All the characters in A Walk are almost too easy to identify: each personality wears a simple, colorful, unmistakable tag. Rivera is always bumming a cigarette; Windy is composing an unwritten letter to his sister; Archimbeau is forever grumbling about the coming Battle of Tibet; two other privates are always discussing Satevepost art. This rigid apportioning of words and mannerisms makes each character seem oddly single-faceted. The conversations never get beyond the starting line and the story of the marching men becomes an interlocking series of running gags.

Dana Andrews, as a sergeant who finds himself in command of the platoon, is notable for a quiet, forceful performance. In spite of the artiness of its presentation, the film has excitement and some feeling of reality. But for all its brave effort, A Walk never succeeds in being much more than a chamber-music arrangement of All Quiet on the Western Front.

Snafu (Columbia) is a comedy about a boy who lied to the recruiting office to get into the Army and then became a problem-veteran at the age of 15½. His return from the wars throws his family into a farcical uproar. Snafu may well be the first in a long line of comedies about returning soldiers. The fact that this film's hero is extraordinarily young makes most of the humor fresh and innocent, and the occasional pathos effective. Actor Conrad Janis, a 17-year-old screen newcomer, scowls as Ronald, the veteran; the late Robert Benchley is affable as the harassed father.

:: DATASET ::
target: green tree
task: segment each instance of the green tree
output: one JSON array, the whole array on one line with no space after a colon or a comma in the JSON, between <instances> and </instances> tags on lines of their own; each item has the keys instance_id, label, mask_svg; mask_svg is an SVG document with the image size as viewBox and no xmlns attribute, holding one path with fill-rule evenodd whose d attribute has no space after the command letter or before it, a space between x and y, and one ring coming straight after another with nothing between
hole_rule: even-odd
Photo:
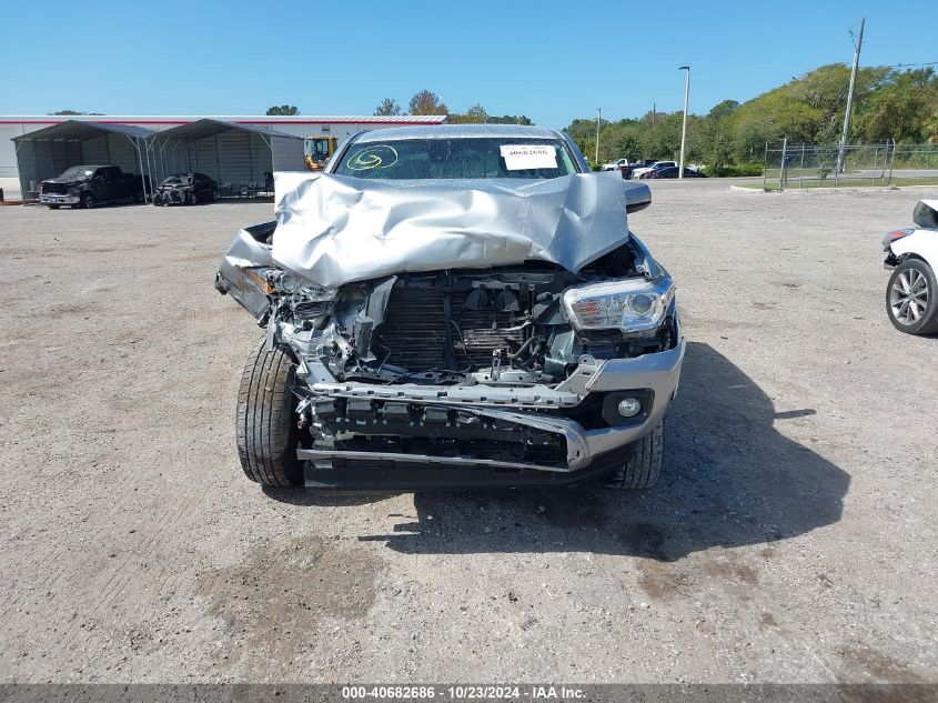
<instances>
[{"instance_id":1,"label":"green tree","mask_svg":"<svg viewBox=\"0 0 938 703\"><path fill-rule=\"evenodd\" d=\"M401 114L401 106L394 98L385 98L374 109L375 114Z\"/></svg>"},{"instance_id":2,"label":"green tree","mask_svg":"<svg viewBox=\"0 0 938 703\"><path fill-rule=\"evenodd\" d=\"M453 124L484 124L488 121L488 113L485 108L476 103L464 114L451 114L448 121Z\"/></svg>"},{"instance_id":3,"label":"green tree","mask_svg":"<svg viewBox=\"0 0 938 703\"><path fill-rule=\"evenodd\" d=\"M490 124L534 124L524 114L503 114L502 117L488 116Z\"/></svg>"},{"instance_id":4,"label":"green tree","mask_svg":"<svg viewBox=\"0 0 938 703\"><path fill-rule=\"evenodd\" d=\"M856 132L866 141L924 141L928 119L938 104L938 80L929 67L894 71L879 90L858 107Z\"/></svg>"},{"instance_id":5,"label":"green tree","mask_svg":"<svg viewBox=\"0 0 938 703\"><path fill-rule=\"evenodd\" d=\"M448 114L450 108L434 92L422 90L410 102L411 114Z\"/></svg>"},{"instance_id":6,"label":"green tree","mask_svg":"<svg viewBox=\"0 0 938 703\"><path fill-rule=\"evenodd\" d=\"M268 108L265 114L300 114L300 110L296 106L274 106Z\"/></svg>"}]
</instances>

:: PARTS OF THE EXERCISE ::
1. Swap "sergeant" for "corporal" in the film reviews, copying the stretch from "Dana Andrews, as" up to and including "the Western Front.".
2. Pick up the film reviews after their last sentence and keep writing.
The entries stand apart from the film reviews and are material of their own.

:: RESPONSES ::
1.
Dana Andrews, as a corporal who finds himself in command of the platoon, is notable for a quiet, forceful performance. In spite of the artiness of its presentation, the film has excitement and some feeling of reality. But for all its brave effort, A Walk never succeeds in being much more than a chamber-music arrangement of All Quiet on the Western Front.

2.
Ronnie returns from the South Pacific with a bagful of gruesome trophies, a disenchanted view of marriage and highly developed skill at judo. When a jovial Legionnaire slaps him on the back, Ronnie, with an automatic judo reflex, tosses him over one shoulder. When a plane passes over the house during a scene of young love, Ronnie grabs his girl and ducks for shelter. The film finally degenerates into a routine addition to, the Henry Aldrich plot.

Originally a stage play, Snafu tends to be cramped and stagey in its action. Most of the difficulties take place inside Ronnie's house, in a typical stage living room with a French door back center, leading to a patio and thence to oblivion. One good stage trick is kept: a hypochondriac grandmother, never seen by the audience, raps fiercely on the floor of her bedroom whenever she wants attention.

San Antonio (Warner) is a cow-country version of Robin Hood, doubly glamorized by Errol Flynn and Technicolor.